"""
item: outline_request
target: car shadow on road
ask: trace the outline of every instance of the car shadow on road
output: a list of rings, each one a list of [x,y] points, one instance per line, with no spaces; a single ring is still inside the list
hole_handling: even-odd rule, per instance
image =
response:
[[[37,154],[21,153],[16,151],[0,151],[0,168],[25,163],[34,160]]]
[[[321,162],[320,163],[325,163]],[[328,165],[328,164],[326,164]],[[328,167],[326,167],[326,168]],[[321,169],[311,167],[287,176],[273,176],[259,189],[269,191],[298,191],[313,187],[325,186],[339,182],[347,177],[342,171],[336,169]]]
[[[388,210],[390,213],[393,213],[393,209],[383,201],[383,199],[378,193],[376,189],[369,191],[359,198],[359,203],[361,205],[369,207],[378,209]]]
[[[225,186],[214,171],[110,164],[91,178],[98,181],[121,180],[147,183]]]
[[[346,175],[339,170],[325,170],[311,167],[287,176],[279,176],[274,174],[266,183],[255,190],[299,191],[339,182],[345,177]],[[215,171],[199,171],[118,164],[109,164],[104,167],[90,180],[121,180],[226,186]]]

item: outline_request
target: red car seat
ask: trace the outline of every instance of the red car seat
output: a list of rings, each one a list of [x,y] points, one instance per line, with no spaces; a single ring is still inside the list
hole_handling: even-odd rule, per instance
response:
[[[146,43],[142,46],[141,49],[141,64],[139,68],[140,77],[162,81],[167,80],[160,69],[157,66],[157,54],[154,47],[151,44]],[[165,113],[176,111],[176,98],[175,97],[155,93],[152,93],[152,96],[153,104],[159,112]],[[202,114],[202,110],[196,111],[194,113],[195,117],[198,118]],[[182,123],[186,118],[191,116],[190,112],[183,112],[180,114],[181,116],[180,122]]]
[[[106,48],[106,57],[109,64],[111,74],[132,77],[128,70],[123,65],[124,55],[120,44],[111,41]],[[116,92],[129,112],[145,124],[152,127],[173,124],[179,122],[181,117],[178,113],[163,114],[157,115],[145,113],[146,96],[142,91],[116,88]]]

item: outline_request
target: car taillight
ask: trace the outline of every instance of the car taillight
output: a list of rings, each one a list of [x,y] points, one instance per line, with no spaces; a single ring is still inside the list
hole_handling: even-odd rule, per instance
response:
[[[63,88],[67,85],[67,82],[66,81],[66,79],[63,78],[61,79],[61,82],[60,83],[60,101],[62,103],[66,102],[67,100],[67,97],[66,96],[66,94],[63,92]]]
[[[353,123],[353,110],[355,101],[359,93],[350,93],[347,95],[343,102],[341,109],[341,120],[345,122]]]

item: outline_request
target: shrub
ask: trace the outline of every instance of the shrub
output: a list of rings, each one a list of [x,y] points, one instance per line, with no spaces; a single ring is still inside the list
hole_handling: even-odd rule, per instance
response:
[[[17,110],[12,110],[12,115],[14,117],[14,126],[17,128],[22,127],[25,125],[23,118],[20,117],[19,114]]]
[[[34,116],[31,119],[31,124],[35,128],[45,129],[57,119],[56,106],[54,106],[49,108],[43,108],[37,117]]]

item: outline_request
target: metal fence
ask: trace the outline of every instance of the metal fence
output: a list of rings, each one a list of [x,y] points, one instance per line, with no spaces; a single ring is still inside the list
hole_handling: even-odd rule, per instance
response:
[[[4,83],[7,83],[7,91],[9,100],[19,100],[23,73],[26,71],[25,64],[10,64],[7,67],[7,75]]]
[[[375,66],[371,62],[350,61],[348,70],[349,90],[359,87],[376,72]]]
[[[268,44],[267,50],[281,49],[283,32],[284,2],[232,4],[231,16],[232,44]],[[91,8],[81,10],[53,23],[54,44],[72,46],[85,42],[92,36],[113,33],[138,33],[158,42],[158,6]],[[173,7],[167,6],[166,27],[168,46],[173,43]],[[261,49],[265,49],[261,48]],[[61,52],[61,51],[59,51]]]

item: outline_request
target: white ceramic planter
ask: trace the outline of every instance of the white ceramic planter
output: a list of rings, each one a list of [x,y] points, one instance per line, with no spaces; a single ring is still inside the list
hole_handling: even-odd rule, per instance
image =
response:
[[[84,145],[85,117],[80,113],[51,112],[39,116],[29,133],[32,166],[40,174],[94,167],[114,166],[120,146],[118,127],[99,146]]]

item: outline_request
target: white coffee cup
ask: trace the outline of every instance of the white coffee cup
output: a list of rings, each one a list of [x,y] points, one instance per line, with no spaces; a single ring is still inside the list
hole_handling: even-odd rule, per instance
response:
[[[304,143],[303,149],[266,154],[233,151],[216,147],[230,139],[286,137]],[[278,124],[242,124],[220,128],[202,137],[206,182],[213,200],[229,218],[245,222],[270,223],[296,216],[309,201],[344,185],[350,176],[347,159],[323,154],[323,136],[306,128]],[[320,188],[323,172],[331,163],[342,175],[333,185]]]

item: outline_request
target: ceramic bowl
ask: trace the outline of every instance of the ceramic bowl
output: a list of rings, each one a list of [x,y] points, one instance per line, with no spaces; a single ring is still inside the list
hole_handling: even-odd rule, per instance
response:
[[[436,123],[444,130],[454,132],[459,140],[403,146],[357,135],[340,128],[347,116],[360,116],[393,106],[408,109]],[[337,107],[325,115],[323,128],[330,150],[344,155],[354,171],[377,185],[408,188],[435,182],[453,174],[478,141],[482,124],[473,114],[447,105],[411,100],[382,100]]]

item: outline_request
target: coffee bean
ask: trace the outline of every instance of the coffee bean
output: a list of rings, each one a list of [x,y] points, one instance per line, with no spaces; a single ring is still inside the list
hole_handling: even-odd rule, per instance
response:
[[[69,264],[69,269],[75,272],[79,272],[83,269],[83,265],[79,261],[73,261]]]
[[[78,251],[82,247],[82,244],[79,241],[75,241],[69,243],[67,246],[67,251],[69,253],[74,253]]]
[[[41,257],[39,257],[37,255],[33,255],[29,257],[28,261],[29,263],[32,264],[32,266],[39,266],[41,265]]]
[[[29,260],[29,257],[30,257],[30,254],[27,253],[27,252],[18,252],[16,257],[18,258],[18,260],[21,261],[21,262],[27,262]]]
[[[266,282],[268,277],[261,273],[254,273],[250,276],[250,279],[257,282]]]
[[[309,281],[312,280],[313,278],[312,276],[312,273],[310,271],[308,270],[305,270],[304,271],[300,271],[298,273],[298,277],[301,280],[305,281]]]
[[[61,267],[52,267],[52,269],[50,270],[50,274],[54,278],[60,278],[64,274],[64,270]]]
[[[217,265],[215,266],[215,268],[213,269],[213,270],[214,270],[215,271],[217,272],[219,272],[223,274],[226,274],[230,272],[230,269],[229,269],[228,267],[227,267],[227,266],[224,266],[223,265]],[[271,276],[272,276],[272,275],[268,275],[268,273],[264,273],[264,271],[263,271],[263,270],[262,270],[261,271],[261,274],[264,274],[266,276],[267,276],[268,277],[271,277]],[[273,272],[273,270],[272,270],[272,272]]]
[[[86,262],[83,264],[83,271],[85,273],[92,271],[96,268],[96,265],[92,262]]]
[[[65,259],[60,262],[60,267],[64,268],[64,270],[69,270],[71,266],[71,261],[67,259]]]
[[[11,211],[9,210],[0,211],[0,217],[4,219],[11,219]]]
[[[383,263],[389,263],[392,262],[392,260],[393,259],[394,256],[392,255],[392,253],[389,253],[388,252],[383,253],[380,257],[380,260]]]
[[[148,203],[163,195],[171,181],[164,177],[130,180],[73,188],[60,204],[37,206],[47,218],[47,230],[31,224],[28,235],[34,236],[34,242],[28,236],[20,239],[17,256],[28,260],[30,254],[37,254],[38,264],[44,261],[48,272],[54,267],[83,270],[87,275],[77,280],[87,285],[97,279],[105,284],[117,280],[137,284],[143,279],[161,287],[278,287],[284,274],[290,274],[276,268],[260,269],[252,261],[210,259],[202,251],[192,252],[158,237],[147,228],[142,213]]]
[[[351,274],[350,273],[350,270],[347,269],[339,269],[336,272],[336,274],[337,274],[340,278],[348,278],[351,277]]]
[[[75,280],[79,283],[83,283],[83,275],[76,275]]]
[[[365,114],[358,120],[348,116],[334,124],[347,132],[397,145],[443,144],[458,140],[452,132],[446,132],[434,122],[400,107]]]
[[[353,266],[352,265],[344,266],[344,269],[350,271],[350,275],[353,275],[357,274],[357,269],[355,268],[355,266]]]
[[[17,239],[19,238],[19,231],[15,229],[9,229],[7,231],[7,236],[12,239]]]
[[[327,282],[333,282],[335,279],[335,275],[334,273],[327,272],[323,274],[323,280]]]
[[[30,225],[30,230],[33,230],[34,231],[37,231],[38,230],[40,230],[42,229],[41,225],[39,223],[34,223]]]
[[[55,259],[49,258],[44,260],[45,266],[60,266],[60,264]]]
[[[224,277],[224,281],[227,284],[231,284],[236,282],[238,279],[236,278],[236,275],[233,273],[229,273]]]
"""
## [Goal]
Report every line above that contains the word "fence".

## [Task output]
target: metal fence
ask: trace the outline of every instance of the metal fence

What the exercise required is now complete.